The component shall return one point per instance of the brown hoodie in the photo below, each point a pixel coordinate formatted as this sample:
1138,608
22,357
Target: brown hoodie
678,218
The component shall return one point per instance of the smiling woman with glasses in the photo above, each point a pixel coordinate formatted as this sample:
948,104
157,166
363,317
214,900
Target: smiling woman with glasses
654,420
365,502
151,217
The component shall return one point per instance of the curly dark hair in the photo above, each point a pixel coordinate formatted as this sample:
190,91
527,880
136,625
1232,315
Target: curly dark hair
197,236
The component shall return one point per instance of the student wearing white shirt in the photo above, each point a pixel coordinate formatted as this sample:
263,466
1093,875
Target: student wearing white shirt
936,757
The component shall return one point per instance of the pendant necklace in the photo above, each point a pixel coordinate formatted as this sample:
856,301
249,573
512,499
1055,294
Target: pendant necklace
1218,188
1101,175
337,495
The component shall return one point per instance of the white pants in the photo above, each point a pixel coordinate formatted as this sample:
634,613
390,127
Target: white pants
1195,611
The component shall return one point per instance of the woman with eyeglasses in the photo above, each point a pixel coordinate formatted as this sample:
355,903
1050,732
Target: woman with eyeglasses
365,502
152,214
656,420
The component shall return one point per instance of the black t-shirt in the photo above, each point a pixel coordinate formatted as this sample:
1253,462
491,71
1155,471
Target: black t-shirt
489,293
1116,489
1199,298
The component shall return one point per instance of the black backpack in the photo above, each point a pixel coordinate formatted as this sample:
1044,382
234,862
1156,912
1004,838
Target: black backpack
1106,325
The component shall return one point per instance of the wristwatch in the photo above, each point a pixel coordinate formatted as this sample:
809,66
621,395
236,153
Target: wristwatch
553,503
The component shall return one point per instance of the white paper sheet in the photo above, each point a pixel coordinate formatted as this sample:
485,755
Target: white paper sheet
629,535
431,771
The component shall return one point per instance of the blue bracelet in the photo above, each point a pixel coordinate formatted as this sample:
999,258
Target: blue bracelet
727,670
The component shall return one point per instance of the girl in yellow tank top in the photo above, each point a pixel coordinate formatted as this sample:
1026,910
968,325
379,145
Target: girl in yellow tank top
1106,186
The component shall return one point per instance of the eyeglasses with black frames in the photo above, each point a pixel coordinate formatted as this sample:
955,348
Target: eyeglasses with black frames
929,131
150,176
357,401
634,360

• • • • •

▸ **To do**
Retype the listing above in full, exactly as it stands.

▸ **Your response**
The component shall return one point per instance of the brown hoodie in the photo below, each point a pixel coordinate formatted as this sample:
1138,608
22,357
Target: brown hoodie
678,218
The component shall return one point per instance of the smiling woman with glasses in the photo above, each point a pixel coordinate formatted as this sample:
948,104
157,166
363,317
214,900
Target: smiling woman with glasses
654,420
365,502
151,217
The component shall return one point per instance of the curly dark hair in the photo above, each point a pixel coordinate formatted as this sample:
190,91
527,880
136,625
1232,315
Target: curly dark hair
197,236
The component shall return one point per instance of the student wearing white shirt in the photo above, each point a pixel coordinate formatted as this sample:
263,466
1093,875
Target: student wearing white shirt
936,757
The component shall return one point per instance of the pendant necklace in the photo above, each point a pixel coordinate formatted as this sample:
856,301
249,573
512,499
1055,294
Target: pendant necklace
1218,188
1101,175
337,495
The component shall return one point per instance of the white pants in the photo above, each point a pixel coordinate formatted as this sample:
634,613
390,127
Target: white pants
1195,611
The component shall return one point per instance of the woman with eyeglasses in the photo above, each point a pixel coordinate formatted as this sample:
355,903
1050,732
Target: woman with eyeglasses
365,502
152,214
656,420
The component shall return one point per instance of the black t-shirt in the photo above, each point a pixel coordinate formatted as this sample:
1253,462
491,71
1155,471
Target: black t-shirt
489,293
1116,489
1199,298
The component shall return one point per instance of the black backpack in the photo above, each point a pixel coordinate formatted as this sample:
1044,382
234,862
1156,912
1004,838
Target: black backpack
1106,325
The component shall return one point per instance of the wristwatch in the photo above, each point a pixel coordinate formatted as this sample:
809,66
621,395
236,153
Target: wristwatch
553,503
The component shall return one point per instance of the white paper sheet in the photo above, each point a pixel coordinate formatted as this sample:
485,755
Target: white paper sheet
629,535
431,771
The component shall return one point per instance of the blue bracelet in the photo above, each point a pixel coordinate formatted as this sample:
999,258
Target: blue bracelet
727,670
The component shall return one point per instance of the girl in yellow tank top in the photo above, each point a pixel coordinate formatted as this sample:
1026,910
968,325
379,145
Target: girl in yellow tank top
1106,186
The component shall return one point per instance of the eyeglasses with black frames in the photo above, each point a pixel coordinate formatted as this sample:
955,348
Target: eyeglasses with black frames
929,131
150,176
357,401
634,360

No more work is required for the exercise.